PROVIDED PASSAGE:
◇ ◇ ◇ ◇ ◇ ◇ ◇

God Help Me is a 2006 American Christian direct-to-video romantic comedy film written and produced by Dan Olds. It was directed by Reece Tedford, and stars Tom Miner, George Moss, Jim Anderson, Candace Orrino and Shelley Findley. The film was produced by Dust Storm Productions, and distributed on July 13, 2006 by CustomFlix.

Plot
Trudy is the girl of Ryan's dreams, but Trudy is waiting for God to tell her who she should marry; Ryan is not what she had in mind. When Ryan's friends discover this they create a plan behind Ryan's back to convince Trudy that God has chosen her to be with Ryan. With less than brilliant ideas, each plan backfires and each scheme gets more ridiculous. As his friends Jack, Lon, and Bridgett dig themselves deeper into trouble, they try to rationalize and justify each scheme to convince Trudy.

◇ ◇ ◇ ◇ ◇ ◇ ◇

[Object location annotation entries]

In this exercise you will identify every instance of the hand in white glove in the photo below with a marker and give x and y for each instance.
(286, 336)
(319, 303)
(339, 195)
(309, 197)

◇ ◇ ◇ ◇ ◇ ◇ ◇

Write out the passage about the film God Help Me word for word, from "God Help Me" up to and including "to convince Trudy.".

COMPLETED TASK:
God Help Me is a 2006 American Christian direct-to-video romantic comedy film written and produced by Dan Olds. It was directed by Reece Tedford, and stars Tom Miner, George Moss, Jim Anderson, Candace Orrino and Shelley Findley. The film was produced by Dust Storm Productions, and distributed on July 13, 2006 by CustomFlix.

Plot
Trudy is the girl of Ryan's dreams, but Trudy is waiting for God to tell her who she should marry; Ryan is not what she had in mind. When Ryan's friends discover this they create a plan behind Ryan's back to convince Trudy that God has chosen her to be with Ryan. With less than brilliant ideas, each plan backfires and each scheme gets more ridiculous. As his friends Jack, Lon, and Bridgett dig themselves deeper into trouble, they try to rationalize and justify each scheme to convince Trudy.